> TASK BRIEF
Exactly as they appear, reproduce the lines from the one holding "Could you point to the open" through the last line of the material below.

───

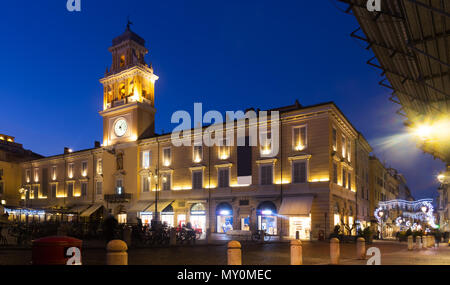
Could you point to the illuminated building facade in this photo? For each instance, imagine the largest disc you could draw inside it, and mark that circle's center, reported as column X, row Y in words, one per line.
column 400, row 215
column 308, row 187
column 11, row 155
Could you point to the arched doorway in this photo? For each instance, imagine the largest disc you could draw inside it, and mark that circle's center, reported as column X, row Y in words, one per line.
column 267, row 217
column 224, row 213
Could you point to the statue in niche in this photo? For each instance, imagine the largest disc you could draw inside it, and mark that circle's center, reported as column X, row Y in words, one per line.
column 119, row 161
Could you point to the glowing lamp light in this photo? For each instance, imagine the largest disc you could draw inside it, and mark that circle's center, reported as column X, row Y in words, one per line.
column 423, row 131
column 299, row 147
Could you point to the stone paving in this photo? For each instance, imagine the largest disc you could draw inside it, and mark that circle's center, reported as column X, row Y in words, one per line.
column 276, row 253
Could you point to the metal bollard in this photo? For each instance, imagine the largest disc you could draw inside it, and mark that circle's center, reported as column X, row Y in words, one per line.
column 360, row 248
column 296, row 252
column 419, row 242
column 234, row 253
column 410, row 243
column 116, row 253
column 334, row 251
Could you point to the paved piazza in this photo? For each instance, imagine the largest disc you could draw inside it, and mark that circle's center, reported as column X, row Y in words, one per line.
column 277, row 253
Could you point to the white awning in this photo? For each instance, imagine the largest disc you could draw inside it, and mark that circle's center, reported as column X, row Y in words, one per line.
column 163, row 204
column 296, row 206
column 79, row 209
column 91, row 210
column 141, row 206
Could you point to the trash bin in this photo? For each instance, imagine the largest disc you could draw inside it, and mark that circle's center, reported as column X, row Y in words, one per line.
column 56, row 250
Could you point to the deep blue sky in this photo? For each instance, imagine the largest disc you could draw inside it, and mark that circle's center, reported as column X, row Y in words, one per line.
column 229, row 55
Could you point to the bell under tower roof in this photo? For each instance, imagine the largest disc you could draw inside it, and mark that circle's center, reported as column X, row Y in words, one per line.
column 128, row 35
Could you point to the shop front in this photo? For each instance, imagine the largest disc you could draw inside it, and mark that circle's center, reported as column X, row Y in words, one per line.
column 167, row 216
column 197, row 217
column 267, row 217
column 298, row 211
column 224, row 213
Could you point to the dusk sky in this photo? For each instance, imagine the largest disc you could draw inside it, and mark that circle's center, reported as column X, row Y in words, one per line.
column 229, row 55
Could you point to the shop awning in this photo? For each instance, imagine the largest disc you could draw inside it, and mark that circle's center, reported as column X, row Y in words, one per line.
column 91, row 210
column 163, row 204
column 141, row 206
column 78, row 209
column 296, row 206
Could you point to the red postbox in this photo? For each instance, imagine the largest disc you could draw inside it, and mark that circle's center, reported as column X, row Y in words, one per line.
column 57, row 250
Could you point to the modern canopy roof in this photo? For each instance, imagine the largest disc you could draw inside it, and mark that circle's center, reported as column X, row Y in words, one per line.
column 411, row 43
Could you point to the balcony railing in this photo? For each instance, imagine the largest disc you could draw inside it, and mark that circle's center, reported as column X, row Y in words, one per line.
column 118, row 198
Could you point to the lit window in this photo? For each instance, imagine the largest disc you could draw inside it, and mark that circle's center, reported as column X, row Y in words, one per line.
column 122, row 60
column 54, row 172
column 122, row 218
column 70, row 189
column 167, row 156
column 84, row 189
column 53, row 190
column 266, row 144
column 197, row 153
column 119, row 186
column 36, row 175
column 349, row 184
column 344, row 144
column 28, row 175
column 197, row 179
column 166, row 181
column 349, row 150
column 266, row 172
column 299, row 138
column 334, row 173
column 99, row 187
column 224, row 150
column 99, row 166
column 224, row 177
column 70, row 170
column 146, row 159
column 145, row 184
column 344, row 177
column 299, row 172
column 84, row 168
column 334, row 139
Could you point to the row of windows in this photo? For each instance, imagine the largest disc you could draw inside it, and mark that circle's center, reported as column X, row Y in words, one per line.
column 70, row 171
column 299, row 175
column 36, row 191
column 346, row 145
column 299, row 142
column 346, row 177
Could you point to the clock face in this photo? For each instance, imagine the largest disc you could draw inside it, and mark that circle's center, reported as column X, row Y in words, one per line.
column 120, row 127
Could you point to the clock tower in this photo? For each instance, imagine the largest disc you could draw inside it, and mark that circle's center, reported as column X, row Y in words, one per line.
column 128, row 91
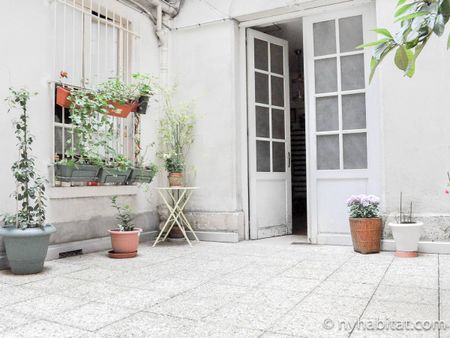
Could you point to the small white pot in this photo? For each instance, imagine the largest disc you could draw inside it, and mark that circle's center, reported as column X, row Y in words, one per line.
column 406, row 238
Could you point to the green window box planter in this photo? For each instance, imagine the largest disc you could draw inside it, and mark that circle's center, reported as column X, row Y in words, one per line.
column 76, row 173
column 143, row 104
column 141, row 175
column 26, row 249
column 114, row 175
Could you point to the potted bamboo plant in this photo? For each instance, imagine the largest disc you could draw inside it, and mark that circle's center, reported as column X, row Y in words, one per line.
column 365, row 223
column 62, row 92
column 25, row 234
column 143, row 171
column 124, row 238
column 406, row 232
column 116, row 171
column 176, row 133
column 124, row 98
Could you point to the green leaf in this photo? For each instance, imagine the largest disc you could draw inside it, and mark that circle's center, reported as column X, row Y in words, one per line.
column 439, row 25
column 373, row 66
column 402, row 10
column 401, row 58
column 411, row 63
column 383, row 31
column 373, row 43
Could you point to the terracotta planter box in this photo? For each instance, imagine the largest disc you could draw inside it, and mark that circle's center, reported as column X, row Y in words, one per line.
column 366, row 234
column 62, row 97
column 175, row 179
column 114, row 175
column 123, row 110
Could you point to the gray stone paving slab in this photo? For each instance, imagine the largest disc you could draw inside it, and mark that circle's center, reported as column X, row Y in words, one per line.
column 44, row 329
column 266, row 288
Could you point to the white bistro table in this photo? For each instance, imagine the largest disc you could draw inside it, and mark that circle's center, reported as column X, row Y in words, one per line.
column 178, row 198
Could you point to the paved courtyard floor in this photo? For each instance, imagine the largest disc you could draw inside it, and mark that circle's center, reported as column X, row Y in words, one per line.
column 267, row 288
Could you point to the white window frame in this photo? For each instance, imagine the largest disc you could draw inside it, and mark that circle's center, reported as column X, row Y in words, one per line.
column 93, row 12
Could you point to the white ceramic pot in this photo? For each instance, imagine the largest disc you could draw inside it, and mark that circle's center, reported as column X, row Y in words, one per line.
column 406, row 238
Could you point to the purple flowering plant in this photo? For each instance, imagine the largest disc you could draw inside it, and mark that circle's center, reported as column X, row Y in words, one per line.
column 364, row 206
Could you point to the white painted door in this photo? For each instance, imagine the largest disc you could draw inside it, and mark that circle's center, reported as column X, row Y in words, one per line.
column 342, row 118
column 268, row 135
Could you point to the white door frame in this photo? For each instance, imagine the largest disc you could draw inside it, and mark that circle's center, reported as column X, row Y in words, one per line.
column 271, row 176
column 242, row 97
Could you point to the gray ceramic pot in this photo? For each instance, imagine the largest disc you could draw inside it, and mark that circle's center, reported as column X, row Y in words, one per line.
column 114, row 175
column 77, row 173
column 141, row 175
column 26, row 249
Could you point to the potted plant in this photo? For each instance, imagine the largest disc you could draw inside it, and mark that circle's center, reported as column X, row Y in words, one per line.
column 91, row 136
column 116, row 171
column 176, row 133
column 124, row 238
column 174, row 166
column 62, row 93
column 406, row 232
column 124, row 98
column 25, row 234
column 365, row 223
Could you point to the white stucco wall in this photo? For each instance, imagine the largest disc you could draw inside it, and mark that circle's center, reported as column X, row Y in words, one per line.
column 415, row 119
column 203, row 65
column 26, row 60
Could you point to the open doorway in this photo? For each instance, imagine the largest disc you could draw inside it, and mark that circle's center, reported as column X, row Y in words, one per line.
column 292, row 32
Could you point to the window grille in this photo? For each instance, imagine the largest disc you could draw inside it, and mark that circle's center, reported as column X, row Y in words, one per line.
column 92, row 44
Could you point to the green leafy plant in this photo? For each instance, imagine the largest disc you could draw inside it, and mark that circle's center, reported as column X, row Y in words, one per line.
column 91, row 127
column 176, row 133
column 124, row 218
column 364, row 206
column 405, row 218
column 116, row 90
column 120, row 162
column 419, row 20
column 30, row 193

───

> ANSWER TO THIS EXERCISE
Could you point to the open doorway in this photo? For each instance, imagine the largest disc you could draw inside it, and mark that circle's center, reported as column X, row Y in words, one per line.
column 292, row 32
Could you point to the window grille in this photo? For each instance, imagine the largest disc you could draw inside it, and mark that circle's center, reported as column X, row Y in words, one per line.
column 92, row 44
Could you point to the green leafy plant in this photo? For each instance, imagine the largest disc you could draw inside it, and mark that circle's center, reported as column X, row Y in words, one per line.
column 91, row 127
column 176, row 133
column 124, row 218
column 364, row 206
column 405, row 218
column 116, row 90
column 120, row 162
column 419, row 20
column 30, row 193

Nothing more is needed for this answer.